# 文件內文:
*-*-*
2022 馬特市年度問卷 | 極為個體又極為鉅觀的一年
2022 年就要結束了,請記錄一件今年你最想記下的事情。
散文〈薄荷胭脂雲〉獲得打狗鳳邑文學獎的首獎;首獎的名稱為「高雄獎」。而我是高雄人。而這篇文章刊登在聯合文學雜誌,當期封面是我的偶像安溥。
而我躬逢其盛,還以這篇文章參與了馬特市抖內節。所以在這裡,首選記下這件事。
疫情第三年,每座城市、每個人的日常開始變得不同。今年你失去了什麼?又試圖恢復、重建什麼?
失去了正職工作,並失去了尋找正職工作的企圖。
我恢復了生活、睡眠、思考與感受的餘裕,重建了一個能夠「創造」的自己。
請描述一位今年遇到的,會令你牽掛的人或物。
信義誠品。雖然很俗氣,是個大資本,百貨公司內建的書店,但是在我七天後採陰解隔,半夜十二點去逛書店這樣的體驗,很難割捨。
根據各方消息,房東不給誠品續租信義這個地段,很可能2023是最後一年了。於是我今年不斷走訪信義誠品,也算一種牽掛吧。
2022 年,有沒有什麼時刻讓你感受到強烈的情緒?最後是如何與之相處的?
七月中確診,可能因為鼻塞、擤鼻涕過度,左耳一度聽力受損。確診隔離的狀態下仍透過層層的戒護到大醫院看診,即時治療,後來康復了。然而,單側聽損帶來極大的恐懼,包含一方面是急於處理症狀的擔憂,另一種更貼身的反應是「聽覺的飢渴」,努力聽所有地聲音,即使就連什麼叫做「努力聽」都不太確定。
那段時間,除了治療,盡力平穩內心,甚至模擬著聽力受損的生活可能是如何,模擬著各種平衡,但也不能忘記休息,就在這樣的不安與躁動裡。每天飢渴地聽著所有的聲音,直到那些聲音每天還是進到耳朵裡,幸運地每天還是都有聲音進到耳朵裡,平均地。所謂「與之相處」,我覺得好像也只能接受每一種可能性。
*-*-*
# 資料區塊:
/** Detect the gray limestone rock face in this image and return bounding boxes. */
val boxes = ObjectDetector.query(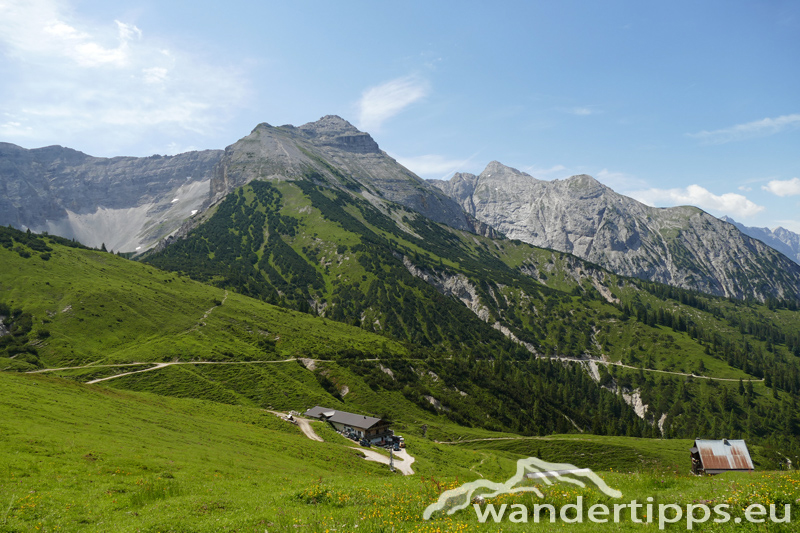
*-*-*
# 練習題:
請以兩句話概述上方的文件內文。

# 任務回應:
填答者在 2022 年以散文〈薄荷胭脂雲〉獲得打狗鳳邑文學獎首獎「高雄獎」，該文刊登於聯合文學雜誌，並參與了馬特市抖內節。同年失去了正職工作，卻恢復了生活與思考的餘裕；因房東很可能不再續租而牽掛信義誠品；七月中確診後一度左耳聽力受損，經即時治療康復，並以接受每一種可能性來與那段恐懼相處。